* Your objective
Can you reproduce the listing below line for line, with every character unchanged, while omitting the picture from your answer?

[Data records]
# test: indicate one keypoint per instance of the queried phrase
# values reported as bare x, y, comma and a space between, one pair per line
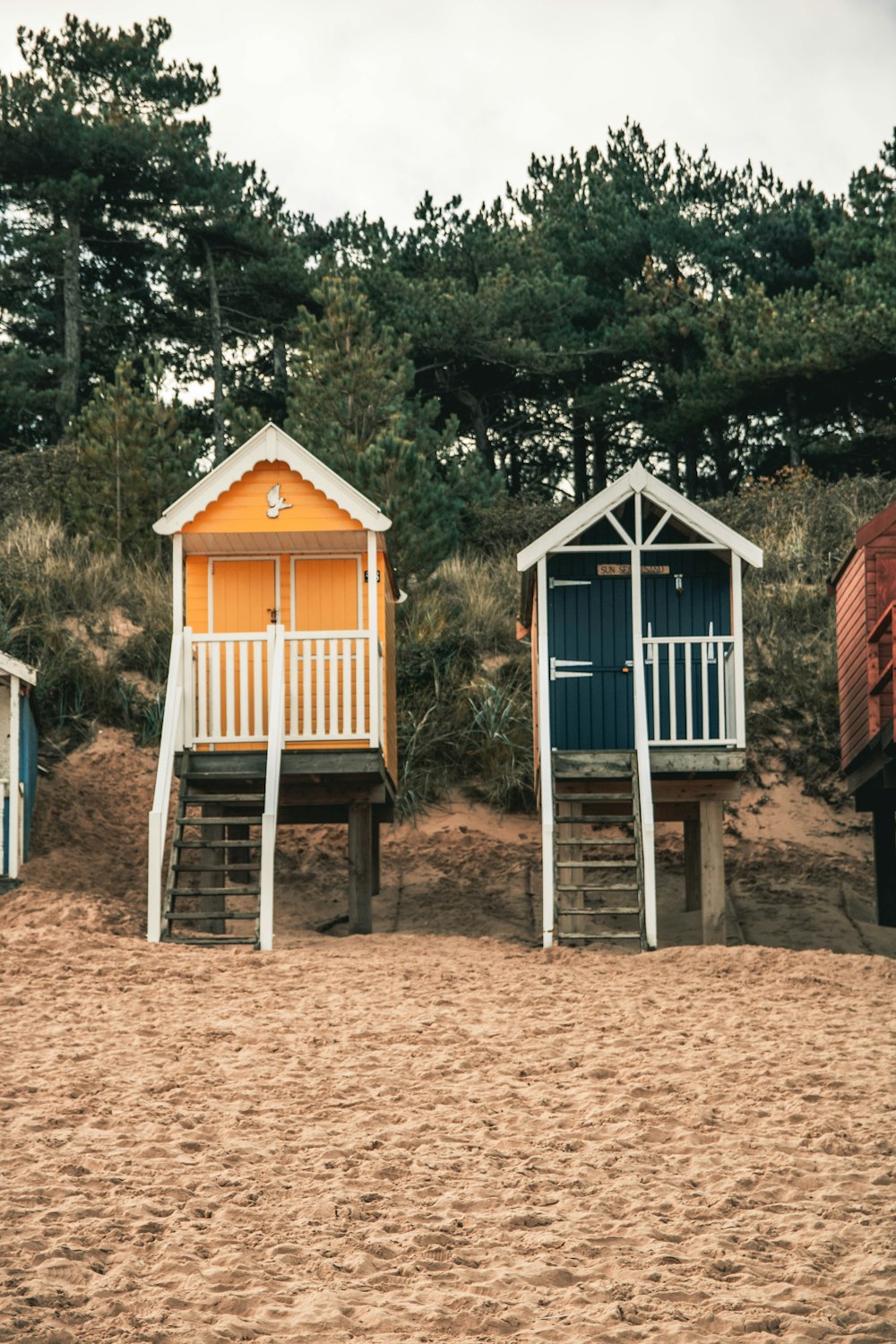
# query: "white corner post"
373, 625
737, 631
177, 582
276, 736
15, 690
546, 761
642, 744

* Solution for this problem
# test: indicate one keypoint per instance of the queried phrase
# values reported as bare x, y, comma and a space between, one pair per line
# query: "white corner post"
373, 625
737, 631
177, 582
276, 736
15, 690
546, 761
642, 744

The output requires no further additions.